* Task inputs *
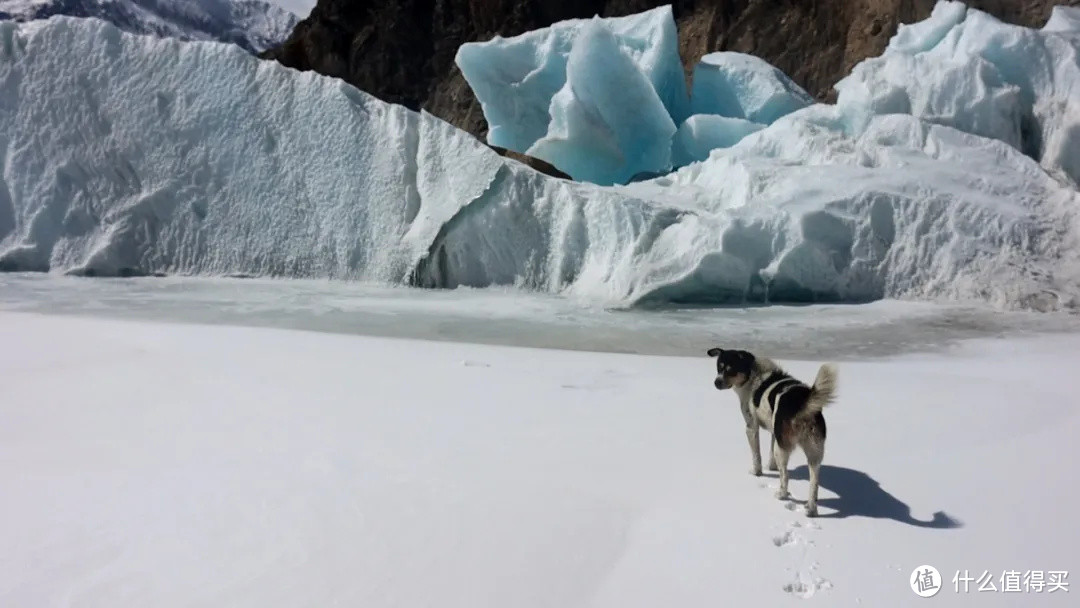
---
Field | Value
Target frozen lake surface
[0,273,1080,360]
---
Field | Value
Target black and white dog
[708,348,836,517]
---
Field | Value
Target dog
[707,348,837,517]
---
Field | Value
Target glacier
[672,114,765,166]
[455,5,689,184]
[836,0,1080,185]
[6,11,1080,310]
[0,0,300,54]
[526,19,675,186]
[690,52,813,124]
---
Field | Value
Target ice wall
[455,6,689,185]
[836,1,1080,184]
[0,18,1080,310]
[690,52,813,124]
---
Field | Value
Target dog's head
[707,348,754,391]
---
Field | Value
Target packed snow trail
[0,313,1080,608]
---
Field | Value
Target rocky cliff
[265,0,1080,136]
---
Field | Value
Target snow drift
[0,10,1080,309]
[836,1,1080,185]
[0,0,300,53]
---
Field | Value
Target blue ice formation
[456,6,690,184]
[690,52,813,124]
[672,114,765,166]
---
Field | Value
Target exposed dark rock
[488,145,572,179]
[264,0,1080,138]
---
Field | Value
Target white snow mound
[836,1,1080,184]
[6,17,1080,309]
[0,0,300,53]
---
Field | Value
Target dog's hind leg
[802,437,825,517]
[772,438,792,500]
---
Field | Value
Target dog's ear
[731,351,755,374]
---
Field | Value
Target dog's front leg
[746,424,761,476]
[742,401,761,476]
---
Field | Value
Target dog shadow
[788,464,963,529]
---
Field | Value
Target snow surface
[8,272,1080,361]
[672,114,765,166]
[6,16,1080,310]
[0,0,299,53]
[455,6,689,174]
[836,1,1080,185]
[1042,6,1080,33]
[690,52,813,124]
[0,313,1080,608]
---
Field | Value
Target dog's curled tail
[802,363,836,416]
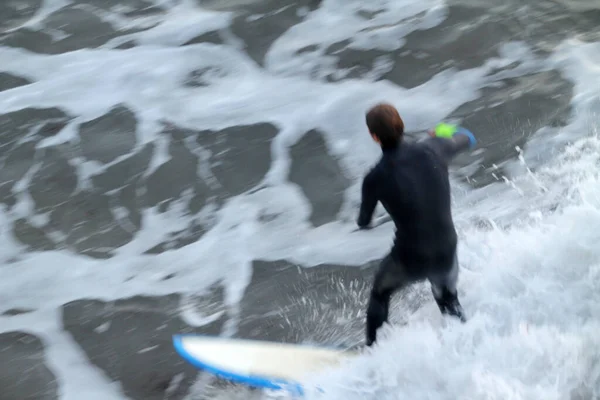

* Task objective *
Copy every entry above word for word, leaving out the pictures.

* Result of the exercise *
---
Field | Value
Target frozen lake surface
[0,273,1080,360]
---
Field | Value
Target black and white dog
[708,348,836,517]
---
Field | Value
Target dog
[707,348,837,517]
---
Field | Value
Target glacier
[672,114,765,166]
[455,5,689,184]
[836,0,1080,185]
[6,11,1080,310]
[0,0,300,54]
[526,19,675,186]
[690,52,813,124]
---
Field | Value
Target ice wall
[455,6,689,185]
[836,1,1080,184]
[0,18,1080,310]
[690,52,813,124]
---
Field | Value
Target dog's head
[707,348,754,391]
---
Field | Value
Target packed snow trail
[0,313,1080,608]
---
Field | Value
Target rocky cliff
[265,0,1080,136]
---
Field | Value
Target snow drift
[0,10,1080,309]
[836,1,1080,185]
[0,0,300,53]
---
Field | Value
Target blue ice formation
[456,6,690,184]
[690,52,813,124]
[672,114,765,166]
---
Field | Value
Target exposed dark rock
[488,145,572,179]
[264,0,1080,138]
---
Field | Value
Target white snow mound
[836,1,1080,184]
[6,17,1080,309]
[0,0,300,53]
---
Field | Value
Target dog's hind leg
[802,437,825,517]
[772,438,792,500]
---
Field | Value
Target dog's ear
[731,351,755,374]
---
Field | Value
Target dog's front leg
[746,424,761,476]
[742,401,761,476]
---
Field | Value
Target dog shadow
[788,464,963,529]
---
Field | Value
Target snow surface
[8,272,1080,361]
[672,114,765,166]
[6,16,1080,310]
[0,0,299,53]
[455,6,689,174]
[836,1,1080,185]
[1042,6,1080,33]
[690,52,813,124]
[0,313,1080,608]
---
Field | Value
Target dog's curled tail
[802,363,836,416]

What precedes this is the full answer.